- _DO THIS_
Change every occurrence of "wanted" in the entries below to "requested" and reproduce the entries otherwise unchanged, leaving out the pictures.

=======

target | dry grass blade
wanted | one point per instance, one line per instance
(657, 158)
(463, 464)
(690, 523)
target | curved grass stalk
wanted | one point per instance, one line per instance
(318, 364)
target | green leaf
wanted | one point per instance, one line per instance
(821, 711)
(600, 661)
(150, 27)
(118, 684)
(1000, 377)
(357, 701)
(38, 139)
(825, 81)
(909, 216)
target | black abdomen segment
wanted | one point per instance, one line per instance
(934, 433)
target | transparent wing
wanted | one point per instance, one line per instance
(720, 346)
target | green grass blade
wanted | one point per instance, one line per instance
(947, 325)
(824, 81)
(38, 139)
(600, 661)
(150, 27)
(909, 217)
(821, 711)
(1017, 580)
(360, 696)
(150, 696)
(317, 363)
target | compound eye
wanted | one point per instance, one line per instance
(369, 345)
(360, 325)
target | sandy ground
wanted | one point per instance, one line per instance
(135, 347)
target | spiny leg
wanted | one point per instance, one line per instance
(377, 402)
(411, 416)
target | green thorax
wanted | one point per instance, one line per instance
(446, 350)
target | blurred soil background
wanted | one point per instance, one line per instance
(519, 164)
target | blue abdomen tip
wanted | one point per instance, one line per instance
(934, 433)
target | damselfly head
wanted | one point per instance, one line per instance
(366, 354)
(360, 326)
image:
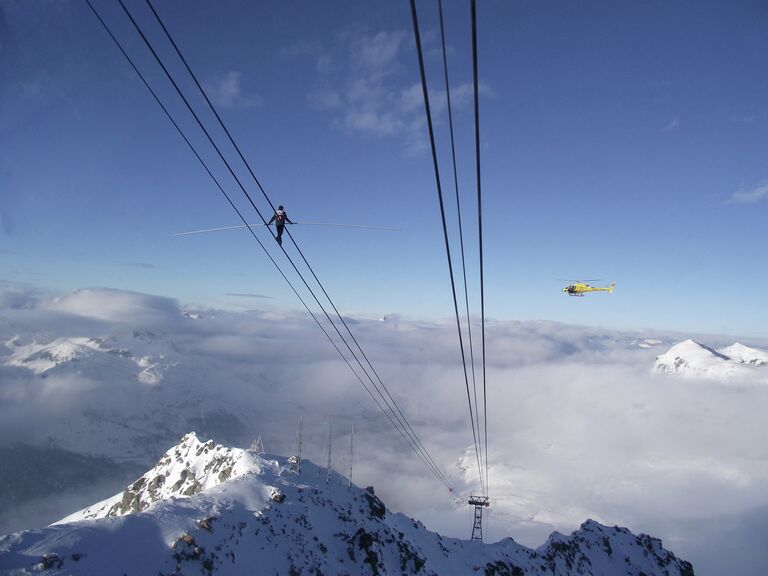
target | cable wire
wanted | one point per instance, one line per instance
(428, 461)
(458, 211)
(388, 400)
(479, 217)
(445, 226)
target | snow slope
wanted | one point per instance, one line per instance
(266, 519)
(690, 359)
(745, 354)
(186, 469)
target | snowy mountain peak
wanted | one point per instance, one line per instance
(186, 469)
(691, 359)
(255, 515)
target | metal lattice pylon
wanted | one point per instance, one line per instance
(479, 502)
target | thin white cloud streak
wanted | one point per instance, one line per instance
(226, 91)
(672, 125)
(751, 196)
(578, 425)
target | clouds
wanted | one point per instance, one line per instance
(226, 91)
(751, 196)
(579, 426)
(366, 84)
(671, 126)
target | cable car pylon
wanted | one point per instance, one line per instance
(479, 502)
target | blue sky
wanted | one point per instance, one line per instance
(621, 140)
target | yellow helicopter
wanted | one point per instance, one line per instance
(580, 287)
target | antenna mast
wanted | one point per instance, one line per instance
(258, 445)
(330, 438)
(351, 450)
(479, 502)
(295, 460)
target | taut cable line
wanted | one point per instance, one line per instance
(445, 226)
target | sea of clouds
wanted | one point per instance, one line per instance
(579, 425)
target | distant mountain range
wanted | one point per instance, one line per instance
(691, 359)
(208, 509)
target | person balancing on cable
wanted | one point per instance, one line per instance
(280, 218)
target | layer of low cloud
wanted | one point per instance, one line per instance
(579, 427)
(247, 295)
(750, 196)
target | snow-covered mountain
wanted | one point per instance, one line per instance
(745, 354)
(186, 469)
(225, 511)
(691, 359)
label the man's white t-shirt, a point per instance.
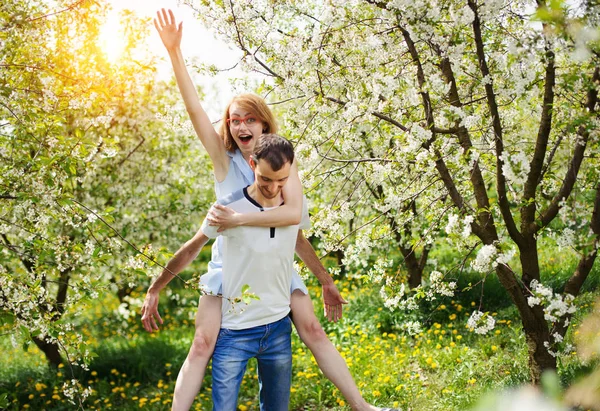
(262, 258)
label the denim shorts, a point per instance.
(271, 345)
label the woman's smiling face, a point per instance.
(245, 128)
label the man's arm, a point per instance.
(182, 258)
(332, 298)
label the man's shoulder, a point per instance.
(232, 198)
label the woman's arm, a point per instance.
(332, 299)
(170, 33)
(182, 258)
(289, 213)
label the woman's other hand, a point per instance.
(222, 216)
(168, 29)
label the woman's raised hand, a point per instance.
(168, 29)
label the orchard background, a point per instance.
(449, 151)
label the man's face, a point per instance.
(270, 182)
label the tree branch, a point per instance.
(541, 145)
(578, 155)
(497, 127)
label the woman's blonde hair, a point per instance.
(253, 104)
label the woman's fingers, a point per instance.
(165, 17)
(161, 22)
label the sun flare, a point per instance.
(112, 38)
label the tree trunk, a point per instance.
(51, 350)
(339, 255)
(535, 326)
(415, 271)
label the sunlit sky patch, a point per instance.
(212, 51)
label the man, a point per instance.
(261, 258)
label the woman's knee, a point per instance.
(310, 331)
(202, 345)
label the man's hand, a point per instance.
(150, 312)
(222, 216)
(332, 301)
(168, 30)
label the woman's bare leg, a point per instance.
(189, 380)
(328, 358)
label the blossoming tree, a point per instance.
(86, 166)
(476, 121)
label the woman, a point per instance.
(244, 120)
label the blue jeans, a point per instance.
(271, 345)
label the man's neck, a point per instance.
(257, 196)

=======

- _RESPONSE_
target | dry grass blade
requested | one point per instance, one line per instance
(657, 158)
(463, 464)
(690, 523)
target | curved grass stalk
requested | one point per instance, one line per instance
(318, 364)
target | green leaf
requested | one point per instance, one line per instance
(821, 711)
(600, 661)
(150, 27)
(118, 684)
(1000, 377)
(357, 701)
(38, 139)
(825, 81)
(909, 216)
target | black abdomen segment
requested | one point per instance, one line per instance
(934, 433)
target | transparent wing
requested | one point per instance, one line per instance
(720, 346)
target | green grass blade
requested | one point per instance, one line per instance
(947, 325)
(824, 81)
(38, 139)
(600, 661)
(150, 27)
(909, 217)
(821, 711)
(1017, 580)
(360, 696)
(150, 696)
(317, 363)
target | compound eye
requested | one point per instance, one line per instance
(369, 345)
(360, 325)
target | sandy ground
requested | one point per instance, one line per instance
(135, 347)
target | spiny leg
requested | one point per instance, one line per instance
(377, 402)
(411, 416)
target | green thorax
requested | one point per instance, one line per instance
(446, 350)
target | blurred soil background
requested | one point per instance, one line per instance
(519, 164)
target | blue abdomen tip
requested | one point per instance, one line per instance
(934, 433)
target | damselfly head
requested | one point per instance, one line per instance
(366, 354)
(360, 326)
image:
target | cable wire
requested | one point per instance, one line per instance
(428, 461)
(458, 211)
(388, 400)
(479, 217)
(445, 226)
target | snow slope
requested | one point per instance, one line per instance
(266, 519)
(690, 359)
(745, 354)
(186, 469)
target | snowy mountain peak
requested | one point per instance, one line per instance
(186, 469)
(691, 359)
(255, 515)
target | metal lattice pylon
requested | one point per instance, one line per instance
(479, 502)
target | thin white cloud streak
requested | one point per instance, one line per instance
(226, 91)
(672, 125)
(751, 196)
(578, 425)
target | clouds
requested | one point per instance, one line per instance
(226, 91)
(751, 196)
(579, 426)
(366, 84)
(671, 126)
target | cable car pylon
requested | one point per instance, one line per instance
(479, 502)
target | blue sky
requested | one point per instance, one line per instance
(621, 140)
target | yellow helicopter
requested | one point per instance, one line per instance
(580, 287)
target | antenna mast
requested | one point per instance, one line per instance
(258, 445)
(330, 438)
(351, 450)
(479, 502)
(295, 460)
target | taut cable line
requested | one point per instance, one line per instance
(445, 226)
target | sea of clouds
requested | one point per instance, one line per instance
(579, 425)
target | distant mountain range
requested | one point per instance, one line per instance
(691, 359)
(208, 509)
target | person balancing on cable
requested | one point per instance, one line per instance
(280, 218)
target | layer of low cloud
requested | one point per instance, one line per instance
(579, 427)
(247, 295)
(750, 196)
target | snow-covered mountain
requested | one point per instance, one line per instance
(745, 354)
(186, 469)
(225, 511)
(691, 359)
label the man's white t-shirt, a point per instance.
(262, 258)
label the denim shorts, a point per instance.
(271, 345)
label the woman's smiling face, a point per instance.
(245, 128)
label the man's arm, a point per instance.
(182, 258)
(332, 298)
label the man's shoulder, a point per instance.
(232, 198)
label the woman's arm, a point per instance.
(332, 299)
(170, 33)
(182, 258)
(289, 213)
label the woman's other hand, a point per instance.
(222, 216)
(168, 29)
label the woman's raised hand, a point per instance.
(168, 29)
label the orchard background, a point per instance.
(449, 151)
label the man's face, a point per instance.
(270, 182)
label the tree branch, a point per instance.
(541, 145)
(578, 155)
(497, 127)
label the woman's blonde hair, a point per instance.
(253, 104)
label the woman's fingers, a point per instance.
(165, 17)
(161, 22)
label the sun flare, a point per instance.
(112, 38)
label the tree trunk, a point per instance.
(51, 350)
(339, 255)
(535, 326)
(415, 271)
label the sunlit sky patch, a point per instance.
(212, 51)
label the man, a point per instance.
(261, 258)
label the woman's knee, a point per instance.
(310, 331)
(202, 345)
label the man's hand, a point per instance.
(150, 312)
(222, 216)
(332, 301)
(168, 30)
label the woman's bare leg, a point per instance.
(189, 380)
(328, 358)
label the blossoming tree, a point per instance.
(86, 166)
(476, 121)
label the woman, a point per instance.
(244, 120)
label the blue jeans, a point per instance.
(271, 345)
label the man's neck, a point per instance.
(257, 196)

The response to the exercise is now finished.